## Problem 1
In the database forum thread below, condense the paragraph beginning "That's probably going to be the case." into a short bulleted list that keeps its main facts.

Thread: join with redundant results VS simpler join plus multiple selects

join with redundant results VS simpler join plus multiple selects

From

WireSpot

Date:

20 November 2008, 07:54:03

I have a schema with galleries, people and images. Each person has a
bunch of private images. People can join any number of galleries and
can publish any of their images to the galleries they join (or not).

I'd like to retrieve a data set where for a given gallery id I get all
the people AND all the images they've published to that gallery.

I can do this in two ways.
1) Do a join that will give me the people that belong to said gallery,
then loop in the code and do simple selects to retrieve images in that
gallery for each of them.
2) Do a join between all three tables. The end result will have as
many rows as total images for all the people in the gallery.
Obviously, there's going to be redundant data, since a person's info
will be repeated for each image.

Which is better in terms of performance? I used EXPLAIN ANALYZE and
actual queries and it seems to suggest that option 2, while returning
redundant info, is faster.

Re: join with redundant results VS simpler join plus multiple selects

From

Craig Ringer

Date:

20 November 2008, 09:05:39

WireSpot wrote:
> I have a schema with galleries, people and images. Each person has a
> bunch of private images. People can join any number of galleries and
> can publish any of their images to the galleries they join (or not).
>
> I'd like to retrieve a data set where for a given gallery id I get all
> the people AND all the images they've published to that gallery.
>
> I can do this in two ways.
> 1) Do a join that will give me the people that belong to said gallery,
> then loop in the code and do simple selects to retrieve images in that
> gallery for each of them.
> 2) Do a join between all three tables. The end result will have as
> many rows as total images for all the people in the gallery.
> Obviously, there's going to be redundant data, since a person's info
> will be repeated for each image.
>
> Which is better in terms of performance? I used EXPLAIN ANALYZE and
> actual queries and it seems to suggest that option 2, while returning
> redundant info, is faster.

That's probably going to be the case.  PostgreSQL won't need to read the
redundant info in from disk each time, and relative to the image data
it's going to be pretty small. By doing it all in one join you're
avoiding the overhead of all those network round trips (if on a
network), statement preparation and planning, etc etc etc. Additionally,
PostgreSQL is probably going to be using a join plan that's much more
efficient than anything you'll get by looping over each user and asking
for images.

If you wanted to avoid returning too much redundant info, you could
always do it in two queries:

- Find a list of all users belonging to the gallery and any other
non-image data associated with them; then

- Retrieve all images in one query using a join against the list of
users who're members of the gallery, but only actually return (eg) the
user id, gallery id, and image data for each image.

In all honestly, though, it probably doesn't matter unless there's a LOT
of additional data you want to obtain about each user.

Note, however, that when testing method (1) in your post you will REALLY
need to make sure that you're using parameterized prepared statements
for the image queries.

## Problem 2
Pull out every line in the rows below that contains the string "step". Case counts.

## Record list
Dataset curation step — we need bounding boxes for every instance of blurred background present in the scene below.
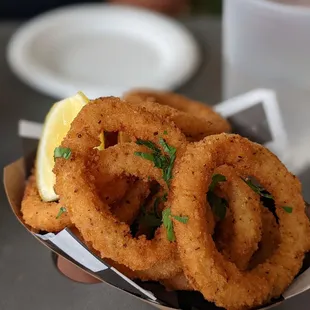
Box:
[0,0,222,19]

---

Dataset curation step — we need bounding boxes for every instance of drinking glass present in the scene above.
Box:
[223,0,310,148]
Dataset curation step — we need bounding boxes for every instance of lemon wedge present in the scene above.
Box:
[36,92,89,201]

==

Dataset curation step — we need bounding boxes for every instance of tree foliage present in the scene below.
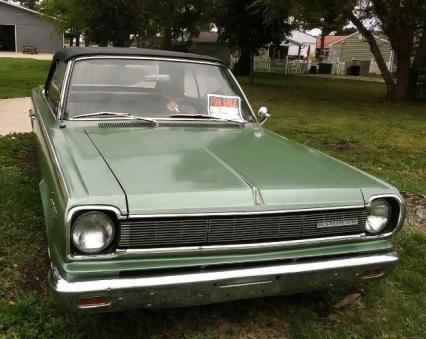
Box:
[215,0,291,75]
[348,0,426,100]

## Correct result 1
- The single join across all three tables is probably the faster option.
- PostgreSQL won't need to read the redundant info from disk each time, and that info is small compared with the image data.
- One join avoids the overhead of many network round trips (if on a network), statement preparation, planning, and so on.
- PostgreSQL will probably use a join plan much more efficient than looping over each user and asking for images.

## Correct result 2
Dataset curation step — we need bounding boxes for every instance of blurred background present in the scene below.
Dataset curation step — we need bounding boxes for every instance of drinking glass present in the scene above.
Dataset curation step — we need bounding boxes for every instance of lemon wedge present in the scene above.
Dataset curation step — we need bounding boxes for every instance of tree foliage present in the scene below.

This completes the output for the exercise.